> To be done
Identify each line in the listing below that contains the string "umbrella" and copy those lines.

[Object location annotation data]
☆ ☆ ☆ ☆ ☆ ☆ ☆
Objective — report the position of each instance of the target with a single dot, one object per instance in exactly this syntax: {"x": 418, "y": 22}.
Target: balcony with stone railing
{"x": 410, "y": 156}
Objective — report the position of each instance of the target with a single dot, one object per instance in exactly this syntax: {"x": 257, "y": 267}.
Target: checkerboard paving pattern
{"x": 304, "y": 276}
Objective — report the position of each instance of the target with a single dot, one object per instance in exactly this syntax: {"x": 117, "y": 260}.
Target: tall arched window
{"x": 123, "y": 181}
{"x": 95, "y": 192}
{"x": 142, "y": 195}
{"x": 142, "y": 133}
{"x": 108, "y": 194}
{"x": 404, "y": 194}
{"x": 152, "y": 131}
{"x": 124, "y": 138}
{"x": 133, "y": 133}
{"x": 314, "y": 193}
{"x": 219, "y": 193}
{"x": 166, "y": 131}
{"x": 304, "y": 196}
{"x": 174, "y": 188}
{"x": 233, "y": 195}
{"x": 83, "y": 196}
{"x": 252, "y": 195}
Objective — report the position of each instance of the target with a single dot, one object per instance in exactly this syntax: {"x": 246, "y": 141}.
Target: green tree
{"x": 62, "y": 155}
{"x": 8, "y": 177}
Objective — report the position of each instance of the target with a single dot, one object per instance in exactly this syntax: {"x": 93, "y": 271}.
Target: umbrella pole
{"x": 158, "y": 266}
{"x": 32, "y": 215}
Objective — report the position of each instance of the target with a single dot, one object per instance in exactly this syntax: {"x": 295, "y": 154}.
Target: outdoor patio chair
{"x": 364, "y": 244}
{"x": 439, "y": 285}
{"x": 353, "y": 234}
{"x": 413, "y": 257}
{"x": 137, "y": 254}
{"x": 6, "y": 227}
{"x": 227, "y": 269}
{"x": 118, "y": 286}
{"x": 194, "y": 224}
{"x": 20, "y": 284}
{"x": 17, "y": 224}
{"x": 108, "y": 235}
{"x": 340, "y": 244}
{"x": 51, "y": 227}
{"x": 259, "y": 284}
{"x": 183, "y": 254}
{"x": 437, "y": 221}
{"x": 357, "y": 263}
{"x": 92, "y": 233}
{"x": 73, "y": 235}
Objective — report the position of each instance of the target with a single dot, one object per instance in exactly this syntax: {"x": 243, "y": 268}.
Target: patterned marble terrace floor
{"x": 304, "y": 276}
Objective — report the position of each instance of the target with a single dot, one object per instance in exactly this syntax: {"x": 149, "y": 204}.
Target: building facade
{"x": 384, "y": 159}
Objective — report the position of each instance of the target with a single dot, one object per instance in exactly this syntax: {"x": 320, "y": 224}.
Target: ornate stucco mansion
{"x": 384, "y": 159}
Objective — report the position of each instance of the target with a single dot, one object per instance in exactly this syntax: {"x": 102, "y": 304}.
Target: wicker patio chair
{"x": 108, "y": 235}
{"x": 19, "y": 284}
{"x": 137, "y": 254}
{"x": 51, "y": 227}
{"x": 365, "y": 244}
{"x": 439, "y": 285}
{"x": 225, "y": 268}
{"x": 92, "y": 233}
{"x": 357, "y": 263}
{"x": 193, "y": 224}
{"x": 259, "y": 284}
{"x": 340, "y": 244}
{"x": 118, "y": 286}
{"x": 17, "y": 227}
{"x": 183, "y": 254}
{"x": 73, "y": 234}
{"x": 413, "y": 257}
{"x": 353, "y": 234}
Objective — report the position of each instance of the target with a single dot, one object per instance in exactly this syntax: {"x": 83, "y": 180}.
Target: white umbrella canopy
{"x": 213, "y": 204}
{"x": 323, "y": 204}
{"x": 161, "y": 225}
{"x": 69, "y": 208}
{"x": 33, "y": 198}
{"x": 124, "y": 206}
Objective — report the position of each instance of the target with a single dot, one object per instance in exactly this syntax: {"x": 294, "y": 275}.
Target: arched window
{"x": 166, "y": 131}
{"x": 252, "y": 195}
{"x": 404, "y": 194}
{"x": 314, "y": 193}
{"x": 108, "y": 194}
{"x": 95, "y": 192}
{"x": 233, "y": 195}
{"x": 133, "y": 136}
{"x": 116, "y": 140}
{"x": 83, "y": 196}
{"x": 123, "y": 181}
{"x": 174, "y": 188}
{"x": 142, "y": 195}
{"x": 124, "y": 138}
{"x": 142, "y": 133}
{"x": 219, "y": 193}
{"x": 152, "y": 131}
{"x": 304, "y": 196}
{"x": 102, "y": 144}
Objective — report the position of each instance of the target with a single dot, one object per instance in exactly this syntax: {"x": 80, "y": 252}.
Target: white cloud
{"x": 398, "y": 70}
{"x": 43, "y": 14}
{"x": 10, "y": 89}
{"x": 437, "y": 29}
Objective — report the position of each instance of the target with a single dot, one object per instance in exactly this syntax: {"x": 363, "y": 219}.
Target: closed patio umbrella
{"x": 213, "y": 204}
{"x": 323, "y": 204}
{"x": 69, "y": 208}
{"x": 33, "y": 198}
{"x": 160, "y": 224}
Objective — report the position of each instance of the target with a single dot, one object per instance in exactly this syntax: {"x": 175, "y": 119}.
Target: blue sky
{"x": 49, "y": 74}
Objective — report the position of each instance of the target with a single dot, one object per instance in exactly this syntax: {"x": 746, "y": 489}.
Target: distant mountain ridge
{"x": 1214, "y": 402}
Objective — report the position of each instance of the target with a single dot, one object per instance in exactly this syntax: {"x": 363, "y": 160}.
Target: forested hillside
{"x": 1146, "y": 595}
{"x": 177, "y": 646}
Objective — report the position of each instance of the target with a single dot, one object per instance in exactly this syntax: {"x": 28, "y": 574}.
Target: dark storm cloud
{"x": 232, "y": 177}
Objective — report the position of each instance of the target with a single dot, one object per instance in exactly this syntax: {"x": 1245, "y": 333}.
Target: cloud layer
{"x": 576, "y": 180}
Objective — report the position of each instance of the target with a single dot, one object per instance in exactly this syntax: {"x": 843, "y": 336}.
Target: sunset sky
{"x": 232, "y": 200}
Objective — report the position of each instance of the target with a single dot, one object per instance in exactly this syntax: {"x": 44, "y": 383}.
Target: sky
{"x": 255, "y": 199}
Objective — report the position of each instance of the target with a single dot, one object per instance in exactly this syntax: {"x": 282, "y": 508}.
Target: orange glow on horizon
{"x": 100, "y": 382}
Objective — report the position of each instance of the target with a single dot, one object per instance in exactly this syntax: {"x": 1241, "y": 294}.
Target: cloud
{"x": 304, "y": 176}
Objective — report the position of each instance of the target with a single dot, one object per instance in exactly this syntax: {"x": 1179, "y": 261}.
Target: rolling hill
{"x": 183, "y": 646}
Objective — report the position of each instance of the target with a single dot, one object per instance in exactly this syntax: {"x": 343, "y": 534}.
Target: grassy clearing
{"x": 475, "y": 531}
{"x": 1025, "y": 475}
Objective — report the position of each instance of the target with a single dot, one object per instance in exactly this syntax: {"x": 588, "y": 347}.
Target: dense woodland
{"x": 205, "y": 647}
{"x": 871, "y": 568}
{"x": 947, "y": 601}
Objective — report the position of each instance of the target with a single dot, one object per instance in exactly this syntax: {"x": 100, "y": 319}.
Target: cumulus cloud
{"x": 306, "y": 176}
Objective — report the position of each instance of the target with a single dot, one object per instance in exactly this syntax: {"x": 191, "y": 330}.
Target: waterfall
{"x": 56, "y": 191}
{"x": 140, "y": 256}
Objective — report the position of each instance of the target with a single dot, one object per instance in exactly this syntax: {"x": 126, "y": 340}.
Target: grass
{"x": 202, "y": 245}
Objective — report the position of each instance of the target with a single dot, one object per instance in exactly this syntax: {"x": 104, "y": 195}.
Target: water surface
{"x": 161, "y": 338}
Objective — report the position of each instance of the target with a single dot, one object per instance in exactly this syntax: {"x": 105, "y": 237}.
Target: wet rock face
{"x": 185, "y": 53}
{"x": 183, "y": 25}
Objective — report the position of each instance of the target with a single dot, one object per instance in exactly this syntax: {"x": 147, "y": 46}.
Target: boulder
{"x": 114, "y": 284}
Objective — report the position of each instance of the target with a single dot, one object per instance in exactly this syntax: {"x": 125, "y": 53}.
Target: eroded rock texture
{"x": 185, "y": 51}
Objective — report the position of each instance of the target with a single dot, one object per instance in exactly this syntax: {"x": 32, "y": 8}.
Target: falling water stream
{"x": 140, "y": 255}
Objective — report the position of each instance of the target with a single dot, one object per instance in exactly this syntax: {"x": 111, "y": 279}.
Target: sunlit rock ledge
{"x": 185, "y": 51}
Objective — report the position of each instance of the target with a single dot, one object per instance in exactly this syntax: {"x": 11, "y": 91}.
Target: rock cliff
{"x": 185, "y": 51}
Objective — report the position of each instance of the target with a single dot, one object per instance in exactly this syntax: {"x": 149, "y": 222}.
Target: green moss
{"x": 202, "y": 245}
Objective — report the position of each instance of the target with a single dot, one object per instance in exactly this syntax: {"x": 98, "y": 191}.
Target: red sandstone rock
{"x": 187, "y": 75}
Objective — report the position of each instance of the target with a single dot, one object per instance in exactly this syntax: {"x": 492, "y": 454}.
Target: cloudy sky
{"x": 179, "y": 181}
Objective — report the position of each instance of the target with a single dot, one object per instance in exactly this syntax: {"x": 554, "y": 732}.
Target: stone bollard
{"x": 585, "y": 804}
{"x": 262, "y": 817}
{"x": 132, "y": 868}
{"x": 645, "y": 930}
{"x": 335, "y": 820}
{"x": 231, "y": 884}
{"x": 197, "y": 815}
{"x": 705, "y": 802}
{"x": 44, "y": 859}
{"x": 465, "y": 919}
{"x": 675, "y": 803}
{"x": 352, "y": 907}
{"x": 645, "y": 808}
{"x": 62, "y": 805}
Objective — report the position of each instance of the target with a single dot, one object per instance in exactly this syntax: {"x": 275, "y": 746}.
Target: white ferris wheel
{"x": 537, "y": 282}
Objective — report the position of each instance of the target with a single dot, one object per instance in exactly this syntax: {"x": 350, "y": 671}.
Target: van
☆ ☆ ☆ ☆ ☆ ☆ ☆
> Correct output
Target: umbrella pole
Target: white umbrella canopy
Target: closed patio umbrella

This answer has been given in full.